- [Provided text]:
———
Heather Watkinds studio
Heather Watkins Studio

In the larger works (Soundings), I use a silk thread that is flat, a bit like a skinny ribbon. It feels almost like working with a nibbed pen. The first part of the Soundings series is part of the Vanport Collection at Portland State University and was commissioned by for a specific site: the waiting room in the School of Counseling and Psychology—I love that connection to the earlier series that inspired the commission. For this exhibition at the Sun Valley Museum of Art, I created another suite of Soundings, which relate to the first five formally, a little like an echo of each of them.  


Heather Watkins Soundings close-up

Image of Soundings

How has your medical journey impacted your artistic process?

My health journey began in 2008 when I was diagnosed with a brain tumor. It was a total surprise. I had a delayed doctor’s appointment, and the nurse offered to do an eye exam to fill the time. I always had excellent eyesight, but I couldn’t read the bottom line of the eye chart. I figured it was just aging, but followed up with an optometrist, who sent me on to an ophthalmologist to get a full workup and within three weeks I was having brain surgery; a sudden, life-changing turn of events.  

Before I learned I had a brain tumor, I had begun making these drawings by pouring black ink on black paper, then bending, tilting, holding, turning the paper—mapping my body’s movement. It was a way to explore flow and circulation—playing with being in and out of control of the line. When I returned to the studio after my surgeries and treatments, I was struck by how many of these drawings looked like some of the diagnostic images the doctors had shown me of what was going on inside my body. The strange, uncanny sense that I was drawn to make these things that later looked so prescient was wild. It’s why I love working in such an open-ended way, to make space for unforeseen, unexpected, surprising things to happen.  

 


Surfacing by Heather Watkins

Image of Surfacing 16

Can you discuss your project with Sarah Sentilles?
———
- [Brief 1]:
In the interview with Heather Watkins, why does she say she loves working in such an open-ended way?
- [Brief 2]:
Resume the interview with Heather Watkins after its final line, writing on from that point.

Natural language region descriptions
———
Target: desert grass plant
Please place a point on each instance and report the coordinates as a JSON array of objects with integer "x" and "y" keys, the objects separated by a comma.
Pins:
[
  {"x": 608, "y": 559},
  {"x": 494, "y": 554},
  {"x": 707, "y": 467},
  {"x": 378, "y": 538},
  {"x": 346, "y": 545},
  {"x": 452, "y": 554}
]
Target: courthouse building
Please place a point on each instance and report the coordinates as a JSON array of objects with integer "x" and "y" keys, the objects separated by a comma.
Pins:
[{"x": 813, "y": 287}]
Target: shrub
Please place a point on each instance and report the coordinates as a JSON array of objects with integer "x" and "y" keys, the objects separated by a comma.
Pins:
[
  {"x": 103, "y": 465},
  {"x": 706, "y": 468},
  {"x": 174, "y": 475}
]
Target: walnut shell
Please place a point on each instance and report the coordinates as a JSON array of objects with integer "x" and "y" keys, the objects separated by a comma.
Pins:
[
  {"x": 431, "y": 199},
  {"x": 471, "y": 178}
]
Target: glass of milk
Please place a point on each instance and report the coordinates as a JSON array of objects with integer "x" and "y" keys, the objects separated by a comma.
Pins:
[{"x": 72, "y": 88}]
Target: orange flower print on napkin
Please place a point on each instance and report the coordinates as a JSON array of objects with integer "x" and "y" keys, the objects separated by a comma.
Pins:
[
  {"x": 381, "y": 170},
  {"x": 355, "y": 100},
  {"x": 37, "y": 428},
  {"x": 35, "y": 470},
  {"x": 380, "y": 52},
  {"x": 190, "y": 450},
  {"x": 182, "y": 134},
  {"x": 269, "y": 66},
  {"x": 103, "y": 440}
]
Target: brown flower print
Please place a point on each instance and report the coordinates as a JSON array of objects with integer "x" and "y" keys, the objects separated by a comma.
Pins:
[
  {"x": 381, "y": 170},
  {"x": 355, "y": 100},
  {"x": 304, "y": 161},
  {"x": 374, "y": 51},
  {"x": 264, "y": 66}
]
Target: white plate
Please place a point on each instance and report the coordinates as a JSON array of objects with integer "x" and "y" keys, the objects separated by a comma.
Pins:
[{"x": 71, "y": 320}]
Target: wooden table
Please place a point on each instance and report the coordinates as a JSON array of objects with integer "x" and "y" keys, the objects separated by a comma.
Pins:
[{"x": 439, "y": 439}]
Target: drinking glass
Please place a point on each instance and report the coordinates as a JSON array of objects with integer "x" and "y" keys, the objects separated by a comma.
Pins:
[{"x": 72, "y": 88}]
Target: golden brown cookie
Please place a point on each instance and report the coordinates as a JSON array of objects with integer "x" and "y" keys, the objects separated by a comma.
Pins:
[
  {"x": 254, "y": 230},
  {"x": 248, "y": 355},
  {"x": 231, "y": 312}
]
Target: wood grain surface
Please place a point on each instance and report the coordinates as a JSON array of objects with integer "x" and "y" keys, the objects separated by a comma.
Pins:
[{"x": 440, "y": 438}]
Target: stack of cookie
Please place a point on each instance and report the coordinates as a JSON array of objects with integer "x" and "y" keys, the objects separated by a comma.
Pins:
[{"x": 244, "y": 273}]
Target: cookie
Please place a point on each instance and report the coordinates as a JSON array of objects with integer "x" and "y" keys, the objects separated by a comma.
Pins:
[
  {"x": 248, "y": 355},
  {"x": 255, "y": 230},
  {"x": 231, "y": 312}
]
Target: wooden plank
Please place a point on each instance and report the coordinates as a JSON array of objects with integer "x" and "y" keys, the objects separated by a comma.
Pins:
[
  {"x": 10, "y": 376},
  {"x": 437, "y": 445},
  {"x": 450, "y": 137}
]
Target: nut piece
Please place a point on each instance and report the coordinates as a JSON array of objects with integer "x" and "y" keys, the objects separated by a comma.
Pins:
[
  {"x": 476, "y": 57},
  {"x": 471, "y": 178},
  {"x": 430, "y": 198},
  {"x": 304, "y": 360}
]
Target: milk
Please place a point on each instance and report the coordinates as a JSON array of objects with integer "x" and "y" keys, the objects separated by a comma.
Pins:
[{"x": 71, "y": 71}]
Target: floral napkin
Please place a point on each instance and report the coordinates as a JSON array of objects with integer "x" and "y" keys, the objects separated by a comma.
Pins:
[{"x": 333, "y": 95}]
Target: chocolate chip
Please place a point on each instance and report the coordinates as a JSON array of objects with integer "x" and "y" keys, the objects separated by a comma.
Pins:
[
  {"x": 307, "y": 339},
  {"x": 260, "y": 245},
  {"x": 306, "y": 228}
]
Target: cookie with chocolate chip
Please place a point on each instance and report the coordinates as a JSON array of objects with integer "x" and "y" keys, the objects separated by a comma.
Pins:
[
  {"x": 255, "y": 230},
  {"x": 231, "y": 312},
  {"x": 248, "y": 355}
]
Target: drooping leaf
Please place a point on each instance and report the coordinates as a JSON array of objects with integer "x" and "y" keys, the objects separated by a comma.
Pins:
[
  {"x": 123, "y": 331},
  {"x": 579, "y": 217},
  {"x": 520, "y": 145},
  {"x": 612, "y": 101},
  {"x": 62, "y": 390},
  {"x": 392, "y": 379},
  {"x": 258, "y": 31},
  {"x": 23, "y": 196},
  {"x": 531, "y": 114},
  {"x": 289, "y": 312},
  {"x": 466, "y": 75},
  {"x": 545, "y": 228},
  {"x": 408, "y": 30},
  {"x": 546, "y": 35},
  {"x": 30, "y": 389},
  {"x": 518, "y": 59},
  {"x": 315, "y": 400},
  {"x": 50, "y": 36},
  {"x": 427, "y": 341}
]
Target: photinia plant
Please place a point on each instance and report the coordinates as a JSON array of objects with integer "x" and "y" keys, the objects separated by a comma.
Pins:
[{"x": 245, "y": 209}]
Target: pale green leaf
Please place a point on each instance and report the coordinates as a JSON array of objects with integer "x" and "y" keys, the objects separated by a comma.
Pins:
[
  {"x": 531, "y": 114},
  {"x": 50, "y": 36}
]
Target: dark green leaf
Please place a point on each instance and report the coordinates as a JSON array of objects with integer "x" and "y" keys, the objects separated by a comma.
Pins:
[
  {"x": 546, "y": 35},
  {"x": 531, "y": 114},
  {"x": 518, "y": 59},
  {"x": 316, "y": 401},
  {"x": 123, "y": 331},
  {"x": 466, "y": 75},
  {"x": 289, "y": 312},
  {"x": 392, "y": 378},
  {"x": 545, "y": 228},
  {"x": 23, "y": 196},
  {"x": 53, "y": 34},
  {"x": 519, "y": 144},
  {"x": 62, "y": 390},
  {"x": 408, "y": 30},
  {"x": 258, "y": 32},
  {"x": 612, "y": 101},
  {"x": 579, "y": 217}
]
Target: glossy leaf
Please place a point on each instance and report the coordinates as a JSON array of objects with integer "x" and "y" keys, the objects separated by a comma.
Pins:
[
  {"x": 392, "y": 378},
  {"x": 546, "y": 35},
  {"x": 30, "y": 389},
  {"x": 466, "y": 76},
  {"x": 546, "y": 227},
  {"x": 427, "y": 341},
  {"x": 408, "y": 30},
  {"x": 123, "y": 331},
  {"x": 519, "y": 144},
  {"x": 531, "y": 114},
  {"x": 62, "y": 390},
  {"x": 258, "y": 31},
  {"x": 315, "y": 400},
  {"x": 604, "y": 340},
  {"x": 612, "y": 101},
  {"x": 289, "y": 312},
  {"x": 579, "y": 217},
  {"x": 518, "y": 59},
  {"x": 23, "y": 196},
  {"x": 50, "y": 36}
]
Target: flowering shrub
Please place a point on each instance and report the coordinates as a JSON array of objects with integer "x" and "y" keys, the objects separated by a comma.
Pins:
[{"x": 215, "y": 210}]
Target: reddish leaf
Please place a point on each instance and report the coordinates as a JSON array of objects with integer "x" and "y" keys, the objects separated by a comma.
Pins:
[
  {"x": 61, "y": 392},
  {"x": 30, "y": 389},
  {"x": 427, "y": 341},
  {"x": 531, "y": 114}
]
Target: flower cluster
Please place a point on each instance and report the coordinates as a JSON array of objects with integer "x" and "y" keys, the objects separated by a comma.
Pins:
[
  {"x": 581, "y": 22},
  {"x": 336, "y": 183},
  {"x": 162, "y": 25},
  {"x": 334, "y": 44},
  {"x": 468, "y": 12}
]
———
- [Answer 1]:
She says it makes space for unforeseen, unexpected, surprising things to happen. Before her brain tumor was found, she had made ink drawings by pouring black ink on black paper and moving it. After her surgeries and treatments, those drawings resembled the diagnostic images her doctors had shown her.

- [Answer 2]:
When Sarah Sentilles was living in Portland, she would occasionally come to my studio to work on writing or editing while I was working on my artwork. During this time, I was halfway through making what would become the Waiting Room exhibition, although I didn’t have the title for that work at that time. We were talking about the question of naming works, and I remember Sarah saying that if she were writing an essay about it, she would call it “Body of Work.” So that idea took hold, and now, many years later, it’s happening. Sarah has written a beautiful, deeply moving essay in response to my Waiting Room project.  

We started the process with an email exchange, a kind of call and response—very experimental in terms of form and length, exchanging personal stories, creative influences, things we were reading and thinking about, associations and connections related to themes of waiting, thread and cloth, fronts and backs of things, seeking and finding meaning. Sarah’s writing is both intimate and personal and at the same time addresses what’s going on formally and conceptually in my work. I am thrilled and honored to have this opportunity. The essay will be published in an artist’s book I am creating, alongside images of my Waiting Room Recordings, as well as images of the Versos, or backs of the Recordings. It has been an absolute joy to collaborate with Sarah on this project, and I am truly grateful to Sarah, Courtney, and SVMoA for supporting this project.  


Copies of Sarah Sentilles and Heather Watkins's collaborative project will be available soon at SVMoA.